◆ Textauszug:

'''

Dr. Ingrid von Reyher (1908–2004) war 1947 die erste Frau, die an der damaligen Ingenieurschule unterrichtete, 1998 wurde sie erste Ehrenbürgerin der Hochschulstadt Mittweida; seit 2012 vergibt die Hochschule den Ingrid-von-Reyher-Preis für Chancengleichheit – und seit vergangener Woche trägt ein Hochschulgebäude ihren Namen: Ingrid-von-Reyher-Villa.
In einem kleinen Festakt am 6. November enthüllten Rektor Ludwig Hilmer, Kanzlerin Sylvia Bäßler, und Gleichstellungsbeauftragte Rika Fleck zusammen mit Oberbürgermeister Ralf Schreiber das Schild am Haus 19 der Hochschule an der Leisniger Str. 9. Die 1890 erbaute Villa war zuletzt als „Medienvilla“ bekannt, das lokale Hörfunkproramm „99drei Radio Mittweida“ kam bis 2015 von dort, und auch Ingrid von Reyher lebte bis 2002 im ersten Obergeschoss.
Rektor Hilmer, damals Dekan der Fakultät Medien, erinnert sich an die Begegnungen mit der alten Dame in der Medienvilla: „Sie zeigte eine freundliche Bestimmtheit gegenüber den Medienleuten in ihrem Haus, war eine beeindruckende Persönlichkeit und ist für die Hochschule in vielerlei Hinsicht ein Symbol.“
Preis für Chancengleichheit
Ausdruck dieser Bedeutung von Ingrid von Reyher ist auch der nach ihr benannte Preis für Chancengleichheit, den die Hochschule seit 2012 vergibt. Die Verleihung in diesem Jahr war Teil des Termins am 6. November. Der Preis ging zum einen an eine Wissenschaftlerin aus der Fakultät Ingenieurwissenschaften: die Diplom-Informatikerin Dorit Bock; zum anderen an das Projekt „medienMITTWEIDA“, vertreten durch die beiden Studentinnen Annika Braun und Julia Walter aus der Fakultät Medien.

'''

(Einträge aus einer Datenquelle)

'''

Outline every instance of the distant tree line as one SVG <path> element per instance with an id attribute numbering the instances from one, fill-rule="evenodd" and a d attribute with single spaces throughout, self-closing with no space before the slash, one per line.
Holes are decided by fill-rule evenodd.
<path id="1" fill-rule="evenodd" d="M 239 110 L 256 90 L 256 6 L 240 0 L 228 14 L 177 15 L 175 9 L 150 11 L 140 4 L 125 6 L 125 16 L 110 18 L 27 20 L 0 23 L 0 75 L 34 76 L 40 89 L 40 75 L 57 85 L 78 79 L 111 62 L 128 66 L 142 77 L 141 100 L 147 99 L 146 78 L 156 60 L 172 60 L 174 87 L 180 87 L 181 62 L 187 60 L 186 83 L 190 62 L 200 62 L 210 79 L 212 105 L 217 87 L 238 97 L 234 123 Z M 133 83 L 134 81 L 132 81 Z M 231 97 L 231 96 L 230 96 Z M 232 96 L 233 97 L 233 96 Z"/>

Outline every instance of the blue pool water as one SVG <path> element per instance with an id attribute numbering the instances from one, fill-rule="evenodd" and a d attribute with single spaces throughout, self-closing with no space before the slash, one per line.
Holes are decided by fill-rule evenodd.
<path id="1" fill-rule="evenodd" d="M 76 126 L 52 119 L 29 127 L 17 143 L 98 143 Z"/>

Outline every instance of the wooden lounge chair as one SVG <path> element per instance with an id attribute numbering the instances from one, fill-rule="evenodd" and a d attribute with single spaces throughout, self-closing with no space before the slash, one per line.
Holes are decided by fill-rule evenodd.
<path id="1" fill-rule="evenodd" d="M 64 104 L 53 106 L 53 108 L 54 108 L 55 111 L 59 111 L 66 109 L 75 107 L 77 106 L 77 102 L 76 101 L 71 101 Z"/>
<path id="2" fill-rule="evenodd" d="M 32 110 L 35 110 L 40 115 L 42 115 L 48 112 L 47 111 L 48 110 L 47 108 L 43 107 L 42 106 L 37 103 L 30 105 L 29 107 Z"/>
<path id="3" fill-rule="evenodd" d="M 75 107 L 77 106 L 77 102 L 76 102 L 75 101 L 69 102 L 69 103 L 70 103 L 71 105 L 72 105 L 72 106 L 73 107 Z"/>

'''

◆ Aufgaben:
**a.** Welche Personen enthüllten laut dem Text über Ingrid von Reyher am 6. November das Schild am Haus 19? Nenne alle.
**b.** Führe den Text über Ingrid von Reyher nach seinem letzten Satz weiter.
Die Zeilen sind hier nicht nötig.

◆ Lösungen:
**a.** Ludwig Hilmer, Sylvia Bäßler, Rika Fleck, Ralf Schreiber

**b.**
Christine Winkler-Dudczig, neue hauptamtliche Referentin für Gleichstellung an der Hochschule Mittweida, übergab den Preis. In ihrer Laudatio an Dorit Bock betonte sie, dass durch das Format ihrer Forschungs- und Lehrtätigkeit deutlich gezeigt werde, dass an der Hochschule Mittweida Frauen im MINT-Bereich kompetent und erfolgreich ihre Disziplin vertreten. Ganz im Sinne von Ingrid von Reyher stehe sie ihre Frau in einem naturwissenschaftlichen Fachgebiet. Sie sei in der Lehre und Forschung anerkannt, an der Fakultät beliebt und für die in der Forschung kooperierenden Unternehmen eine feste Größe. „Frauen wie sie können somit auch zukünftigen Wissenschaftlerinnen und Wissenschaftlern den Weg in die Forschung erleichtern.“
Das Online-Magazin „medienMittweida“ habe, so die Laudatorin, in seinem Selbstverständnis die Chancengleichheit von Frauen und Männern, von Studierenden aller Semester, die Integration von Menschen mit Beeinträchtigungen und die transparente Vergabe von Leitungspositionen formuliert. Aktuell mit einer weiblichen Doppelspitze in der Chefredaktion und einem Frauenanteil von zwei Dritteln in den Leitungspositionen lebe „medienMITWEIDA“ Chancengleichheit strukturell und inhaltlich. Jede und jeder könne sich entsprechend der eigenen Fähigkeiten und Begabungen in die Redaktion einbringen, und in der Berichterstattung kämen auch fehl- und unterrepräsentierte gesellschaftliche Gruppen vor.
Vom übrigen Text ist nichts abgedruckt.